### Collection entries
========

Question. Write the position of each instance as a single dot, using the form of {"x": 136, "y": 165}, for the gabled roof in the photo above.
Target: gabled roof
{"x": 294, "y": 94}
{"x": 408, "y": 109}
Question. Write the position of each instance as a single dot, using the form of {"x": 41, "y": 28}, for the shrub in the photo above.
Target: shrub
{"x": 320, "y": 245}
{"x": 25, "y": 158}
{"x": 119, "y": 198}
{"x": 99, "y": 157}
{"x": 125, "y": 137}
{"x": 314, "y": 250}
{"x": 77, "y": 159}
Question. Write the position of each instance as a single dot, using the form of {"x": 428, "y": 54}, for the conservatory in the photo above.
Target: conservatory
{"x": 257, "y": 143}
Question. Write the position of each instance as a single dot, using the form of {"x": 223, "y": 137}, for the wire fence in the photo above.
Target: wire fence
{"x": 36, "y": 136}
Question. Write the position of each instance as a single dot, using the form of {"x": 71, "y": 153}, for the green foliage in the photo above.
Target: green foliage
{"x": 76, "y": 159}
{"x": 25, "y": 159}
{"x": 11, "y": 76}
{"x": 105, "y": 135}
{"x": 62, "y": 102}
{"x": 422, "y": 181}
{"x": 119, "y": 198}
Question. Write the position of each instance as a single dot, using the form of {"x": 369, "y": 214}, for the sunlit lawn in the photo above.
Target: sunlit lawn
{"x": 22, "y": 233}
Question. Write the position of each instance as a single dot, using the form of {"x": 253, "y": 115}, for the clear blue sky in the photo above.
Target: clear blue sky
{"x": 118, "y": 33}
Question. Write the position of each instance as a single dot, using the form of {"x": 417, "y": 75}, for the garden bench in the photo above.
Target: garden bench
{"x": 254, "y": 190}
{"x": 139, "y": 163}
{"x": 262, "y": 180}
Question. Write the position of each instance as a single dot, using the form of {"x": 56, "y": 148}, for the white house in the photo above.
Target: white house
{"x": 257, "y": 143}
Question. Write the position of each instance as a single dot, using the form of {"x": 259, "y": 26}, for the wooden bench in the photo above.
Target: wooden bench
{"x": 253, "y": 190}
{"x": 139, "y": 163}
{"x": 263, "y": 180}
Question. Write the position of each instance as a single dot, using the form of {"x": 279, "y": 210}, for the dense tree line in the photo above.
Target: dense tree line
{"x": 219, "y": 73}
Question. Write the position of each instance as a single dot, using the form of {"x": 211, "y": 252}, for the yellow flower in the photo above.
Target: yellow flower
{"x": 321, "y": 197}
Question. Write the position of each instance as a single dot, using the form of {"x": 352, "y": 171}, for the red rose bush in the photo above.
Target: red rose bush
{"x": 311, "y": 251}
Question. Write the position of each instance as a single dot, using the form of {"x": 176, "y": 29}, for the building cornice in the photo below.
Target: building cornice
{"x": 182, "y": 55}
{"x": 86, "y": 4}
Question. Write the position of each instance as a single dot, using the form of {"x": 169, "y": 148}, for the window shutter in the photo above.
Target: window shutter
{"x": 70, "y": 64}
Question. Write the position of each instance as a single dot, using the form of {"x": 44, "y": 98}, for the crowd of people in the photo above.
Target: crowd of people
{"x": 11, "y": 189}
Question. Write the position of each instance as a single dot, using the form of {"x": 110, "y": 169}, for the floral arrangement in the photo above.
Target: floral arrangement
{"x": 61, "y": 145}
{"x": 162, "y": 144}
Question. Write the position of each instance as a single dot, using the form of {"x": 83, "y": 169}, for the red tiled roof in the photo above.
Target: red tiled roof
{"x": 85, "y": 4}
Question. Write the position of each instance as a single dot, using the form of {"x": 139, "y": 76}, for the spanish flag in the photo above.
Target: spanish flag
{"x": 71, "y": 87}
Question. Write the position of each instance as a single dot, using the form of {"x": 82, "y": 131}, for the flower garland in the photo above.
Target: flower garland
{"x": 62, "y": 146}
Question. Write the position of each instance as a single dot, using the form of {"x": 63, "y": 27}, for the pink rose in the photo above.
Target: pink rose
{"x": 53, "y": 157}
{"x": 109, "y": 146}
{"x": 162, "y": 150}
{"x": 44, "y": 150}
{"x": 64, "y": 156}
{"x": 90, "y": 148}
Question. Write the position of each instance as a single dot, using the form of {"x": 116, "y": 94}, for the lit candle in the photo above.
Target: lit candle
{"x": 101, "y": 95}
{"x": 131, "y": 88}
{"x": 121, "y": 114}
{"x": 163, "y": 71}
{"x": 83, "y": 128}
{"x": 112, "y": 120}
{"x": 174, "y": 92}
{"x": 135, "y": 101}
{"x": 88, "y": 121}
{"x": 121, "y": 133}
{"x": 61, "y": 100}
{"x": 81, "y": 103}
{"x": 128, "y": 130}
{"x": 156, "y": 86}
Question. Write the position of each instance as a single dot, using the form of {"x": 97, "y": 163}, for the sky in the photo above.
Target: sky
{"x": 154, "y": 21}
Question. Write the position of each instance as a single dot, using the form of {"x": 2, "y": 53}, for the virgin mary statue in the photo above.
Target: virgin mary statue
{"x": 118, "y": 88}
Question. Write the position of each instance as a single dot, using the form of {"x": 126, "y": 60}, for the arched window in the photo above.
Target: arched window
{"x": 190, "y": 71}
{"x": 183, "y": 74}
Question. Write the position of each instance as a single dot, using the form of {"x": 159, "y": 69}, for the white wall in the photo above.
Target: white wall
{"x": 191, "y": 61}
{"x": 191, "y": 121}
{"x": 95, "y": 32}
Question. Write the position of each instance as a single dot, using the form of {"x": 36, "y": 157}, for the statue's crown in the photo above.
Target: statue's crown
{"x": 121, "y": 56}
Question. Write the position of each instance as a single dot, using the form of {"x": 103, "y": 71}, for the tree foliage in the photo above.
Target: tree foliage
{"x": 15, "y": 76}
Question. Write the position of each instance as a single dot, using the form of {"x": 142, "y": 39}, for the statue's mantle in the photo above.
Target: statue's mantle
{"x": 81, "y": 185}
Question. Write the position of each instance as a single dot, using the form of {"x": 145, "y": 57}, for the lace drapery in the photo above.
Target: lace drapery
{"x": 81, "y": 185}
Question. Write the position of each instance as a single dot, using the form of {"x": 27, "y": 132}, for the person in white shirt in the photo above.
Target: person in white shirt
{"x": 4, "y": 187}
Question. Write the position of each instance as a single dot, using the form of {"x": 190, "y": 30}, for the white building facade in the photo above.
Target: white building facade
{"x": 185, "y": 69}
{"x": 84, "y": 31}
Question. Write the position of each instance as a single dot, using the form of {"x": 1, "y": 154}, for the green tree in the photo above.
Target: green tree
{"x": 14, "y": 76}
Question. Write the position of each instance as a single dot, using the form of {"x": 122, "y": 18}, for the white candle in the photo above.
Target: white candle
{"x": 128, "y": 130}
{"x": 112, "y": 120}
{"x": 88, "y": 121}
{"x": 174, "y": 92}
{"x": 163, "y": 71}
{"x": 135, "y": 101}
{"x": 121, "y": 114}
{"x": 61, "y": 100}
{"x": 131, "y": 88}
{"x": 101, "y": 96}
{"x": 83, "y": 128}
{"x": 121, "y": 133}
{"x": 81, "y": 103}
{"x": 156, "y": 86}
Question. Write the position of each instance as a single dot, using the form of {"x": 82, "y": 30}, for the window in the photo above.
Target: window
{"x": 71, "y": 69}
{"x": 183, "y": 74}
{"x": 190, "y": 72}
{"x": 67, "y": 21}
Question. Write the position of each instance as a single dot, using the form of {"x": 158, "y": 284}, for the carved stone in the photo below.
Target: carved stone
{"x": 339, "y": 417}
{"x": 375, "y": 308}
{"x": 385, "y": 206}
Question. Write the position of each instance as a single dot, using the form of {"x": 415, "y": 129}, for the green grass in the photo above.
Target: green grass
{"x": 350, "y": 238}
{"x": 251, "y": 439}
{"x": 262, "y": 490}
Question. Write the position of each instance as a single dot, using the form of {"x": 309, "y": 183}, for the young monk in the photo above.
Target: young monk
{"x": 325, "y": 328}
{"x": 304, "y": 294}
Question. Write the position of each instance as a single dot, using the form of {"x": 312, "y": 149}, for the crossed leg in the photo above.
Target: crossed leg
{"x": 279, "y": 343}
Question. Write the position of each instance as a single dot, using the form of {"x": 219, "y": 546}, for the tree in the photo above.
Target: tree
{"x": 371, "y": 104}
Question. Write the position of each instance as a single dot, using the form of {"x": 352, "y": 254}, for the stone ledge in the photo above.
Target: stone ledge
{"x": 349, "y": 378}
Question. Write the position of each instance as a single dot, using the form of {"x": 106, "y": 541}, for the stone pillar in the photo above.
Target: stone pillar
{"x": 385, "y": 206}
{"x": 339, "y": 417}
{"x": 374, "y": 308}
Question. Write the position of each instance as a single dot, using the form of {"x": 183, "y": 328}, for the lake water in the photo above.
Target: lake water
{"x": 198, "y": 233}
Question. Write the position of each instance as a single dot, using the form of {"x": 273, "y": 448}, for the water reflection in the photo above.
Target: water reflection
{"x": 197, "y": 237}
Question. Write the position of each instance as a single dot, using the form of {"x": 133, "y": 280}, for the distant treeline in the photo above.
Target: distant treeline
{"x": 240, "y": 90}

========

### Task description
Your answer should be the lines above, from the line containing "Target: virgin mary statue" up to and including the line containing "wall in the photo above.", reproduced exactly and with nothing else.

### The completed task
Target: virgin mary statue
{"x": 118, "y": 88}
Question. Write the position of each instance as a single dot, using the form of {"x": 126, "y": 60}, for the arched window in the photo above.
Target: arched window
{"x": 190, "y": 71}
{"x": 183, "y": 74}
Question. Write the position of each instance as a single dot, using the form of {"x": 159, "y": 69}, for the white wall in the photo above.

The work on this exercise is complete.